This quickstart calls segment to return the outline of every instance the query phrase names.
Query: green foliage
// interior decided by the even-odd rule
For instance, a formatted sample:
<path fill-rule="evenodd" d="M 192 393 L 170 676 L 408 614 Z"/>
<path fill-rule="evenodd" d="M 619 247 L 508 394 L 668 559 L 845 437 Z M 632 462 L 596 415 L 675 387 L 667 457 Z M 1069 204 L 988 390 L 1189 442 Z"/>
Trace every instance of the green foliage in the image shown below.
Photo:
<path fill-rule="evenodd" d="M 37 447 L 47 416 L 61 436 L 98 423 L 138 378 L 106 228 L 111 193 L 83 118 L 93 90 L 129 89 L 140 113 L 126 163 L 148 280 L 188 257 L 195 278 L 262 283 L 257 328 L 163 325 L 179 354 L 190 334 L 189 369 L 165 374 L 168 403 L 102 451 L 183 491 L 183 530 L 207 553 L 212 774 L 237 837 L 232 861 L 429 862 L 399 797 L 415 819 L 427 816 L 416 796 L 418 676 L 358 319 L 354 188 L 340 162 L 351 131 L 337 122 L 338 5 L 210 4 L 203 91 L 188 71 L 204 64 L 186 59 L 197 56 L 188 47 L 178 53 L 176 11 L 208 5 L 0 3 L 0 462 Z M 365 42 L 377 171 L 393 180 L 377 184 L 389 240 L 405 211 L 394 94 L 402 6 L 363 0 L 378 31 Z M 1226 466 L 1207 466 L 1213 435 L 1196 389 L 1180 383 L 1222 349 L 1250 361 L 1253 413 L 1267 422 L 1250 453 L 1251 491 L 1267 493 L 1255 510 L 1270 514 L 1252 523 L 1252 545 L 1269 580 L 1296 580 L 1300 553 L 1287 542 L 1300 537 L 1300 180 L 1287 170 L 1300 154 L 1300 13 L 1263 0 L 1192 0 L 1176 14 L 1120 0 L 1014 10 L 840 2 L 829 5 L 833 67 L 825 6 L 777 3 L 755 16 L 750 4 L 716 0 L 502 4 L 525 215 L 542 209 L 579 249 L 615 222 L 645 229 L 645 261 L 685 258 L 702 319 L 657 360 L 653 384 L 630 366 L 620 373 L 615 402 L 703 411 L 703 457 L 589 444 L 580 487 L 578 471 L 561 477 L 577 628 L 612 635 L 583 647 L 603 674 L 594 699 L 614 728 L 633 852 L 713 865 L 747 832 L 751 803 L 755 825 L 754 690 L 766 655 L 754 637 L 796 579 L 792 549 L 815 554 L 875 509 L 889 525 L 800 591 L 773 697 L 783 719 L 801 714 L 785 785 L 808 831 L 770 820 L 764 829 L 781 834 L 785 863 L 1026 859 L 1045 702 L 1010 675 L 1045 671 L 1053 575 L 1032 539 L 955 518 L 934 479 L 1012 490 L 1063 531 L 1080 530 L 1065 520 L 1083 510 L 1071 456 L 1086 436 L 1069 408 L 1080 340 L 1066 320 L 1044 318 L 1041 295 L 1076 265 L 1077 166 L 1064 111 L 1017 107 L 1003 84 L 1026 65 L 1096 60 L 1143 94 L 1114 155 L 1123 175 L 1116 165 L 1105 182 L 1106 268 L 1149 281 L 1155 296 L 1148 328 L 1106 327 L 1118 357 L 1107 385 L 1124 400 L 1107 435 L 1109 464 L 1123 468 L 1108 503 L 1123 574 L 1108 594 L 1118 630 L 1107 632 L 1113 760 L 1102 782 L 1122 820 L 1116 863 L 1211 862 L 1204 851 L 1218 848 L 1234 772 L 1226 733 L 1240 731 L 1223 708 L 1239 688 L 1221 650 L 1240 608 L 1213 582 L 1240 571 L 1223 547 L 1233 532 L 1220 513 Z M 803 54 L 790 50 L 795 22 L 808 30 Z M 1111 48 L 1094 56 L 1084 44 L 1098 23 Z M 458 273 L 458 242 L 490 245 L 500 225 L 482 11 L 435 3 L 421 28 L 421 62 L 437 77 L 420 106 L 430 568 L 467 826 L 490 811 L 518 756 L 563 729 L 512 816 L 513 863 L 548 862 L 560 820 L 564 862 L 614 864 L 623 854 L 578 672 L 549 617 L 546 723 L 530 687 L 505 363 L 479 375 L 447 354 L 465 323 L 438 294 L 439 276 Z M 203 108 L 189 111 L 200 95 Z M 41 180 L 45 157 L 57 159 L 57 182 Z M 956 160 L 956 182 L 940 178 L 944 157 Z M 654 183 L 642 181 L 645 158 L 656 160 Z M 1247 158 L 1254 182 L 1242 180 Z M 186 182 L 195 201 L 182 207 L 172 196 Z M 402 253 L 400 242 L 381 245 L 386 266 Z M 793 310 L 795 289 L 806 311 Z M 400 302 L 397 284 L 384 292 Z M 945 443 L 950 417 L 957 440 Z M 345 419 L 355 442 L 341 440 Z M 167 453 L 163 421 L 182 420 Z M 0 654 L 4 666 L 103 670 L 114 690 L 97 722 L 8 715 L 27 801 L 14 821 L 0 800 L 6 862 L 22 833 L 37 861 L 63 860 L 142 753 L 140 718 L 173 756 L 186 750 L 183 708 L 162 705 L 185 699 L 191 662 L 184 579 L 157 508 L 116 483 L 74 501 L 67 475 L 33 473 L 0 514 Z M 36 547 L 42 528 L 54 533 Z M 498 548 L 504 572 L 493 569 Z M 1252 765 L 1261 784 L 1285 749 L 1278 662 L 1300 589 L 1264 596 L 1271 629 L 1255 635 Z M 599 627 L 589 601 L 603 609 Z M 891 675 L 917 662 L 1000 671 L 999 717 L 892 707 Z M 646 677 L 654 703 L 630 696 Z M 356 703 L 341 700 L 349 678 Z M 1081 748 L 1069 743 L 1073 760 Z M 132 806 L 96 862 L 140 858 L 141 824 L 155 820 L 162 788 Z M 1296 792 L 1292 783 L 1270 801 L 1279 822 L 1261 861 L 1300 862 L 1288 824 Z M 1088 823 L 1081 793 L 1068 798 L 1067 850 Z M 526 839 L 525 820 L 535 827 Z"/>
════
BRIEF:
Each line of the data must be copied exactly as it appears.

RESPONSE TO THIS TASK:
This quickstart calls segment to return the outline of every instance the query phrase names.
Query: green foliage
// interior decided by the even-odd rule
For instance, a formatted sample:
<path fill-rule="evenodd" d="M 192 393 L 170 676 L 408 614 Z"/>
<path fill-rule="evenodd" d="M 619 247 L 508 394 L 668 559 L 845 437 Z M 632 462 L 596 415 L 675 387 L 667 457 Z M 1069 204 L 988 390 L 1189 442 Z"/>
Trace every instance of the green foliage in the image shown below.
Photo:
<path fill-rule="evenodd" d="M 37 447 L 47 416 L 61 436 L 98 423 L 138 378 L 106 228 L 111 193 L 83 118 L 93 90 L 129 89 L 140 113 L 126 163 L 148 280 L 188 257 L 195 278 L 262 283 L 257 328 L 163 325 L 179 354 L 190 334 L 189 369 L 165 374 L 168 403 L 102 451 L 183 491 L 183 530 L 207 553 L 212 774 L 237 837 L 232 861 L 429 862 L 399 797 L 415 819 L 427 816 L 416 796 L 418 676 L 358 319 L 354 188 L 340 162 L 351 131 L 337 122 L 338 5 L 210 4 L 203 91 L 188 71 L 204 64 L 186 59 L 197 56 L 188 47 L 178 53 L 176 11 L 208 5 L 0 3 L 0 462 Z M 365 42 L 377 171 L 393 180 L 377 184 L 389 240 L 405 211 L 394 94 L 402 6 L 363 0 L 378 31 Z M 1226 466 L 1207 466 L 1213 435 L 1196 389 L 1180 383 L 1222 349 L 1250 361 L 1253 413 L 1267 422 L 1250 453 L 1251 491 L 1267 493 L 1255 510 L 1270 514 L 1252 523 L 1252 545 L 1269 580 L 1296 580 L 1300 553 L 1287 542 L 1300 537 L 1300 180 L 1287 170 L 1300 154 L 1300 13 L 1263 0 L 1192 0 L 1176 14 L 1120 0 L 1014 10 L 840 2 L 829 5 L 833 67 L 825 6 L 777 3 L 755 16 L 750 4 L 716 0 L 502 4 L 525 215 L 542 209 L 579 249 L 615 222 L 645 229 L 645 261 L 685 258 L 702 319 L 657 360 L 653 384 L 630 366 L 620 373 L 615 402 L 703 411 L 703 457 L 589 444 L 580 487 L 578 471 L 561 477 L 577 628 L 612 635 L 583 647 L 603 674 L 594 699 L 614 728 L 633 852 L 713 865 L 747 832 L 751 803 L 755 825 L 754 690 L 766 655 L 754 637 L 796 579 L 792 549 L 815 554 L 875 509 L 889 525 L 800 591 L 773 697 L 783 719 L 801 714 L 785 785 L 808 831 L 770 820 L 764 829 L 781 834 L 785 863 L 1026 859 L 1045 702 L 1010 675 L 1045 671 L 1053 575 L 1032 539 L 955 518 L 934 479 L 1012 490 L 1063 531 L 1080 530 L 1065 520 L 1083 510 L 1071 456 L 1086 436 L 1069 408 L 1080 340 L 1066 320 L 1044 318 L 1041 295 L 1076 265 L 1077 166 L 1064 111 L 1017 107 L 1003 84 L 1026 65 L 1096 60 L 1143 94 L 1114 155 L 1123 175 L 1116 165 L 1105 182 L 1106 268 L 1149 281 L 1155 296 L 1148 328 L 1106 327 L 1118 357 L 1107 385 L 1124 400 L 1107 435 L 1109 464 L 1123 468 L 1108 503 L 1123 574 L 1108 594 L 1118 630 L 1107 632 L 1113 760 L 1102 782 L 1122 820 L 1116 863 L 1211 862 L 1204 851 L 1218 848 L 1234 772 L 1226 733 L 1240 731 L 1223 708 L 1239 688 L 1221 650 L 1240 608 L 1213 582 L 1240 571 L 1223 547 L 1233 532 L 1220 513 Z M 803 54 L 790 50 L 795 22 L 808 30 Z M 1111 48 L 1094 56 L 1084 44 L 1098 23 Z M 458 273 L 458 242 L 490 245 L 500 225 L 482 11 L 435 3 L 421 28 L 421 62 L 437 77 L 420 106 L 430 568 L 467 826 L 490 811 L 518 756 L 563 729 L 512 816 L 513 863 L 548 862 L 560 820 L 564 862 L 614 864 L 623 854 L 578 672 L 549 617 L 546 723 L 530 687 L 505 363 L 479 375 L 447 354 L 465 323 L 438 294 L 439 276 Z M 203 108 L 189 111 L 200 95 Z M 41 180 L 45 157 L 57 159 L 57 182 Z M 956 160 L 956 182 L 940 178 L 944 157 Z M 654 183 L 642 181 L 645 158 L 656 160 Z M 1247 158 L 1254 182 L 1242 180 Z M 186 182 L 195 201 L 182 207 L 172 196 Z M 402 253 L 400 242 L 381 245 L 386 266 Z M 793 310 L 795 289 L 806 311 Z M 400 302 L 397 284 L 384 292 Z M 945 443 L 950 417 L 957 440 Z M 345 419 L 355 442 L 341 440 Z M 167 453 L 163 421 L 182 420 Z M 0 654 L 4 666 L 103 670 L 114 690 L 97 722 L 8 715 L 27 801 L 14 821 L 0 800 L 6 862 L 22 833 L 37 861 L 63 860 L 142 753 L 140 718 L 173 756 L 186 750 L 183 708 L 162 705 L 185 699 L 191 662 L 184 579 L 157 508 L 116 483 L 74 501 L 67 475 L 33 473 L 0 514 Z M 36 547 L 42 528 L 54 533 Z M 498 548 L 504 572 L 493 569 Z M 1252 765 L 1261 784 L 1285 749 L 1278 662 L 1300 589 L 1264 596 L 1271 629 L 1255 635 Z M 599 627 L 589 601 L 603 609 Z M 891 675 L 917 662 L 1000 671 L 999 717 L 892 707 Z M 646 677 L 654 703 L 630 696 Z M 356 703 L 341 700 L 349 678 Z M 1081 748 L 1069 743 L 1073 760 Z M 132 806 L 96 862 L 140 858 L 141 824 L 155 820 L 162 788 Z M 1296 792 L 1292 783 L 1270 801 L 1279 822 L 1261 861 L 1300 862 L 1288 824 Z M 1088 823 L 1081 793 L 1068 798 L 1067 850 Z M 526 839 L 525 820 L 535 827 Z"/>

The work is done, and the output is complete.